▶ Aim of the exercise:
The SPI mode passage below opens with a short list of questions to ask before choosing a mode number. Write out each of those questions.

▶ Extract:
⁂
SPI mode bugs are common because mode numbers are easy to memorize and easy to forget. Timing diagrams are more reliable.
Instead of starting with "mode 0" or "mode 3", start with three questions.
Those questions are:
- What level is the clock when nothing is happening?
- Which clock edge samples the data?
- Does chip select stay active for the whole command?
If you answer those from the datasheet timing diagram, the mode number almost falls out by itself.
Question 1: What is the idle clock level?
CPOL describes the clock level when the bus is idle.
| CPOL | Idle clock |
|---|---|
| 0 | Low |
| 1 | High |
Look at the datasheet diagram before the first clock pulse. If SCLK rests low, CPOL is 0. If it rests high, CPOL is 1.
This is the easiest part to verify on a logic analyzer. Stop the bus between transactions and look at SCLK. Do not look only at the decoder setting. Look at the waveform.
⁂
▶ Dataset:
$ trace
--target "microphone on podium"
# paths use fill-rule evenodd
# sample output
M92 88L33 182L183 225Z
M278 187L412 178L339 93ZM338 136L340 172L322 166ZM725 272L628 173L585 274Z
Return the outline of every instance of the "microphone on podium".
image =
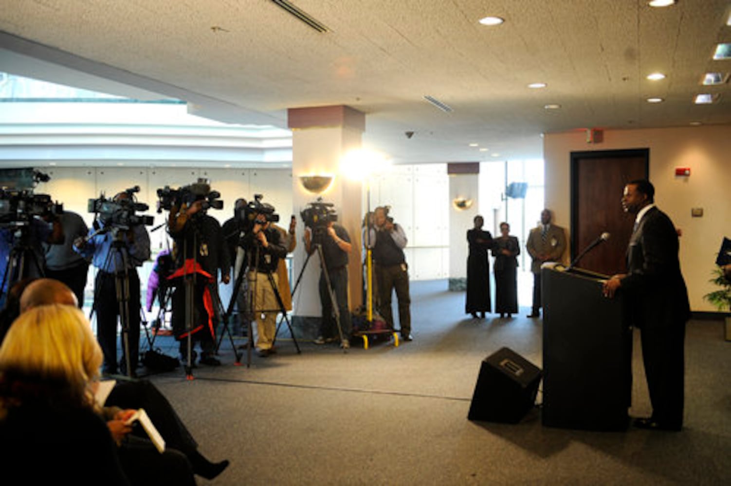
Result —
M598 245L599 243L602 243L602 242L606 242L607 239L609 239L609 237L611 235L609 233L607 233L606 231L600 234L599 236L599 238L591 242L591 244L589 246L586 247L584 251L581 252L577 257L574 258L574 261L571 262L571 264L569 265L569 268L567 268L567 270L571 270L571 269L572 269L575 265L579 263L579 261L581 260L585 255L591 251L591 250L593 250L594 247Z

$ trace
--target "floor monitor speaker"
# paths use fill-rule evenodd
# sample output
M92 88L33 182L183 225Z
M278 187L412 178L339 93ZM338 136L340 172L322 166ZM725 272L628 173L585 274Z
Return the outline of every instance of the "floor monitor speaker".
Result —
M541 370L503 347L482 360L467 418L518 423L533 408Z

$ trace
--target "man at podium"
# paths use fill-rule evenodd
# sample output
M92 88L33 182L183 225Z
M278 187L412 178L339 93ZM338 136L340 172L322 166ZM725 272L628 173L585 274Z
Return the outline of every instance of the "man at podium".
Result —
⁂
▶ Correct response:
- What level is the clock when nothing is happening?
- Which clock edge samples the data?
- Does chip select stay active for the whole command?